### Text segment
Similar to previous studies, the knee flexed position demonstrated higher reliability than the straight leg position [13]. The authors proposed that the lower scores with a straight leg may be due to either mechanical placement issues, participant force differences (where potentially more force is placed on the posterior soft tissue structures resulting in increased participant discomfort) or an unknown order effect not dispersed via randomising of participants. With the knee flexed, the measure is presumed to be more of capsular stiffness and less soft tissue impact therefore higher reliability scores were obtained. However, for these reasons the knee extended weight bearing lunge is considered more clinically applicable and is the encouraged measure for research and clinical practice purposes [9, 27, 28].

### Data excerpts

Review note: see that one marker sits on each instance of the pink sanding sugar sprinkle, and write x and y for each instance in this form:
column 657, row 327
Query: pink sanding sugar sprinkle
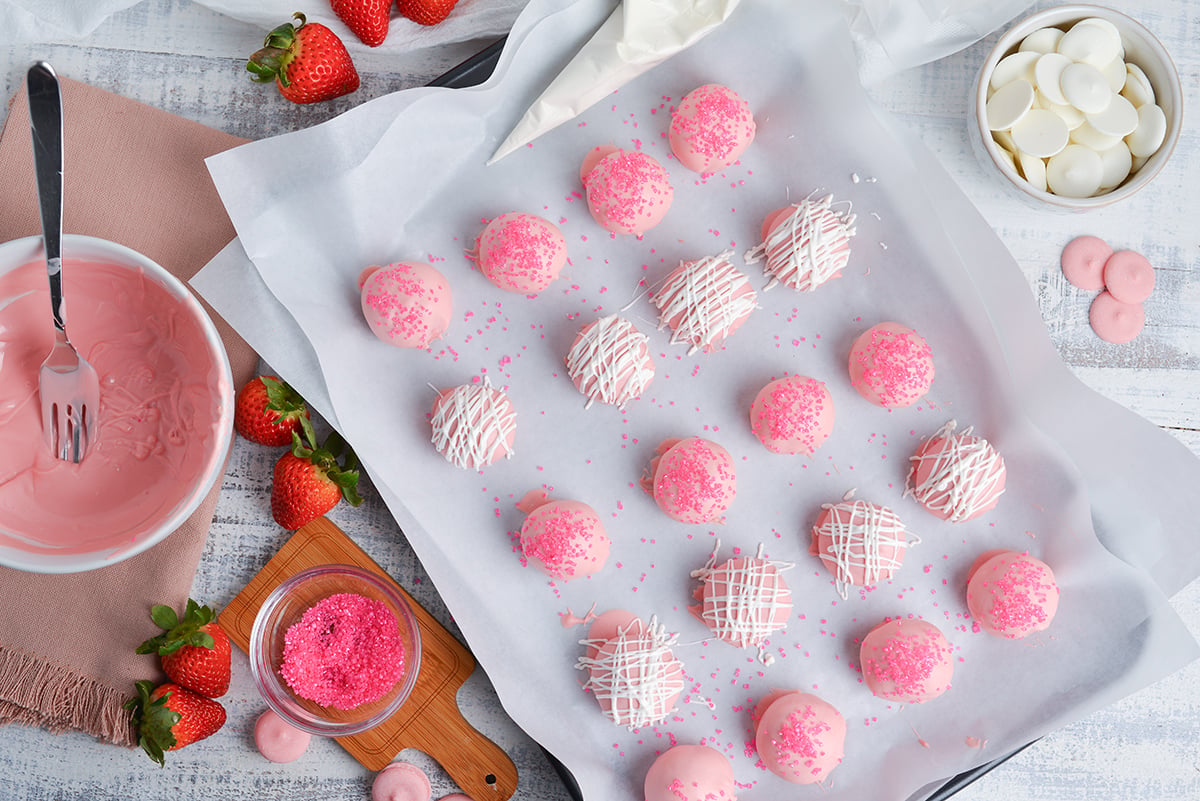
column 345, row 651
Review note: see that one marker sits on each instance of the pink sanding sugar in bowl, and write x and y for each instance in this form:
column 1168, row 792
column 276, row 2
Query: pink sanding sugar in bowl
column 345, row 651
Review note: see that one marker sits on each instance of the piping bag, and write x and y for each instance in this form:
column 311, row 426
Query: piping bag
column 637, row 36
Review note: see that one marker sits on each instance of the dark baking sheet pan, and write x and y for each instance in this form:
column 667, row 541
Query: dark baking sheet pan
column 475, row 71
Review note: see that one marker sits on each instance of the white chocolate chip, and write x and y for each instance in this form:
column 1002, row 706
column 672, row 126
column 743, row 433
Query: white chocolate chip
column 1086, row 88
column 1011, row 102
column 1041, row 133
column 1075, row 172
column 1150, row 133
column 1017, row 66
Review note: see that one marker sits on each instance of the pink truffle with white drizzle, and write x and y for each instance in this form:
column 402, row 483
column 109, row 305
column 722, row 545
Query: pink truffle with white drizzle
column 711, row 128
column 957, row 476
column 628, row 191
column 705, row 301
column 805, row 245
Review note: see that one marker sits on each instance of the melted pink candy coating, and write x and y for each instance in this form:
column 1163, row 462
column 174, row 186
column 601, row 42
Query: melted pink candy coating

### Instructions
(A) Transcribe the part of the passage on knee position and measurement reliability that opens with the words containing "Similar to previous" and closes with "[9, 27, 28].".
(B) Continue the passage on knee position and measurement reliability, starting right after its last sentence.
None of the items is needed.

### Answers to the exercise
(A)
Similar to previous studies, the knee flexed position demonstrated higher reliability than the straight leg position [13]. The authors proposed that the lower scores with a straight leg may be due to either mechanical placement issues, participant force differences (where potentially more force is placed on the posterior soft tissue structures resulting in increased participant discomfort) or an unknown order effect not dispersed via randomising of participants. With the knee flexed, the measure is presumed to be more of capsular stiffness and less soft tissue impact therefore higher reliability scores were obtained. However, for these reasons the knee extended weight bearing lunge is considered more clinically applicable and is the encouraged measure for research and clinical practice purposes [9, 27, 28].

(B)
Whilst these findings encourage clinicians to use the readily accessible technology within their clinic to confidently aid assessment, consideration needs to be given for infection control concerns and phone design. Specifically, mobile phones have previously been shown as an infection hazard [29], the iPhone used within this study did not have a cover and had a flat base. These factors aided positioning but required the phone to be cleaned between and after testing. A cover would not eliminate that cleaning schedule but may alter the flatness of the surface and skin contact. However, these concerns are minimal and can be rectified by following standard cleaning schedules that apply to all other multiple use assessment items used on intact skin.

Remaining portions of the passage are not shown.